▶ **設定課題**:
A. 爆弾三勇士に関する文章をもとに、次の問いに答えよ。
(i) 破壊筒に装填された爆薬は何キロか。
(ii) 佐賀県出身の一等兵の名前は何か。
(iii) 『大阪朝日』の社説「日本精神の極致 三勇士の忠烈」が出たのは何年何月何日か。
B. 爆弾三勇士に関する文章のうち、「写真(右):靖国神社大灯篭基」で始まり「1932年2月27日に『大阪朝日』社説「日本精神の極致 三勇士の忠烈」」で終わる部分を、一字も変えずに書き写せ。

1932年1月に勃発した第一次上海事変で,日本陸軍は、「爆弾三勇士」という美談を拡散した。1932年2月22日,中国の上海近郊に派遣された日本陸軍第24旅団(久留米)は、中国軍十九路軍の陣地を攻撃したが、その際に,中国軍陣地前面に設けられた鉄条網を破壊するために、兵士が破壊筒(4mの筒に爆薬20キロを装填)を運搬し、突撃したが、これが,日本軍兵士による犠牲的精神の発露であると賞賛された。

長崎県出身の北川丞一等兵,佐賀県出身の江下武次一等兵、長崎県出身の作江伊之助一等兵は,第24旅団の下級兵士であり,名前は膾炙したわけではないが,三軍神あるいは三勇士と讃えられた。

写真(右):靖国神社大灯篭基盤のレリーフ「爆弾三勇士」;第二鳥居と神門の参道両脇に,日本陸軍と日本海軍の物語を彫った大燈籠(富国生命保険の寄進)がある。灯篭の基壇に,戦争の名場面の青銅レリーフがある。太平洋戦争時,大鳥居は金属供出されたが,このレリーフは供出されずに,残された。

1932年2月27日に『大阪朝日』社説「日本精神の極致 三勇士の忠烈」
 「鉄条網破壊の作業に従事したる決死隊の大胆不敵なる働きは日露戦争当時の旅順閉塞隊のそれに比べても、勝るとも決して劣るものでなく、3工兵が-----鉄条網もろとも全身を微塵に粉砕して戦死を遂げ、軍人の本分を完うしたるに至っては、真に生きながらの軍神、大和魂の権化、鬼神として感動せ懦夫をして起たしむる超人的行動といわなければならぬ。

▶ **データ行**:
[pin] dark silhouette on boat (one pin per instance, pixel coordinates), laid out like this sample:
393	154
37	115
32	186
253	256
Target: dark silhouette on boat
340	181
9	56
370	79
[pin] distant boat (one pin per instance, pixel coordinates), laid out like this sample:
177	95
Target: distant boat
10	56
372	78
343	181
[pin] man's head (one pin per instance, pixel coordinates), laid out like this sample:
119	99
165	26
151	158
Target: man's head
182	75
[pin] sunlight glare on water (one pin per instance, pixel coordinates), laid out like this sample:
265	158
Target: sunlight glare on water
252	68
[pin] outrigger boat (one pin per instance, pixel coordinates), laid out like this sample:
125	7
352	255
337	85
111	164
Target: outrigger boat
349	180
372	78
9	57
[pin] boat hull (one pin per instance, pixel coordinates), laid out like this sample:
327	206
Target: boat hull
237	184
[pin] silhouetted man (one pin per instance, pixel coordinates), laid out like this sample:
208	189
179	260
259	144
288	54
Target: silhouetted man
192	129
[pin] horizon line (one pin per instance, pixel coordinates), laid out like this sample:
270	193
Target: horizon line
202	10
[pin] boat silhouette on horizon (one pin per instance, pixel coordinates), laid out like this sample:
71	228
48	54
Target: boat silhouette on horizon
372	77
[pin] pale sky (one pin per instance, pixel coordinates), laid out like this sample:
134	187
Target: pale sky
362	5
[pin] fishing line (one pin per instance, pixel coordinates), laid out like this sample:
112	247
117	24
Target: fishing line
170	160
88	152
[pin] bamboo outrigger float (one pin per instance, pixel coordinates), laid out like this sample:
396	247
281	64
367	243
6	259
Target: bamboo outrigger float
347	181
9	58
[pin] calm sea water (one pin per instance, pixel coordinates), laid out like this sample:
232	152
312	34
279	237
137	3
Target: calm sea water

...

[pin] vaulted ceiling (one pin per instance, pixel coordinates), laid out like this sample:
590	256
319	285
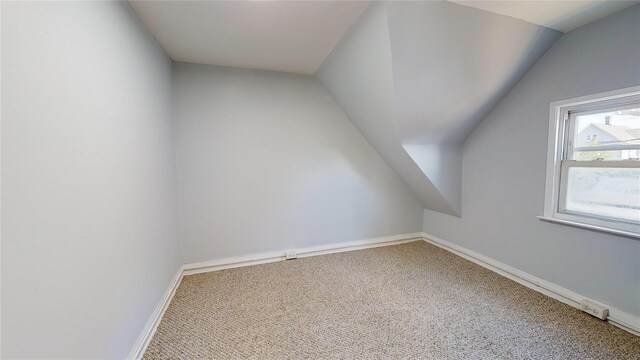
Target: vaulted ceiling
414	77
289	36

==

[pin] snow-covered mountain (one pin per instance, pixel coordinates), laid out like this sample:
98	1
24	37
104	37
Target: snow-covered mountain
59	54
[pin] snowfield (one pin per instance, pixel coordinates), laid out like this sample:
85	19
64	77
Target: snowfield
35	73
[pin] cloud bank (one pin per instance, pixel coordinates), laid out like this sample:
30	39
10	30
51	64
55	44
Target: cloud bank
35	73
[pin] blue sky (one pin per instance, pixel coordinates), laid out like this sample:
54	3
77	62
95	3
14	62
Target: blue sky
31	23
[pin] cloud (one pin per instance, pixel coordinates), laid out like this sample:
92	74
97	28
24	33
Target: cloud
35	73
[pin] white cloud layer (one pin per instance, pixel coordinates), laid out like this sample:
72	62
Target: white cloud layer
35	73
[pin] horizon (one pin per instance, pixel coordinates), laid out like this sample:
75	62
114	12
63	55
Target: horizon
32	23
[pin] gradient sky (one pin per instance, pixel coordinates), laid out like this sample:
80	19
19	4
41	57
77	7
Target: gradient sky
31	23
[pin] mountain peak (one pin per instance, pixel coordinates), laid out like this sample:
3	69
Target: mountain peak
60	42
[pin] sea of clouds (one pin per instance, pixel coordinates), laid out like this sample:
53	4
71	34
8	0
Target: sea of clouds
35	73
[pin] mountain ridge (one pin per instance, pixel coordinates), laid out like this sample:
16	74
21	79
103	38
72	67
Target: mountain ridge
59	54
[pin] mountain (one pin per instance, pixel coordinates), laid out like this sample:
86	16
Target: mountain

▶ **各課題の解答**:
A.
(i) 20キロ
(ii) 江下武次
(iii) 1932年2月27日

B.
写真(右):靖国神社大灯篭基盤のレリーフ「爆弾三勇士」;第二鳥居と神門の参道両脇に,日本陸軍と日本海軍の物語を彫った大燈籠(富国生命保険の寄進)がある。灯篭の基壇に,戦争の名場面の青銅レリーフがある。太平洋戦争時,大鳥居は金属供出されたが,このレリーフは供出されずに,残された。

1932年2月27日に『大阪朝日』社説「日本精神の極致 三勇士の忠烈」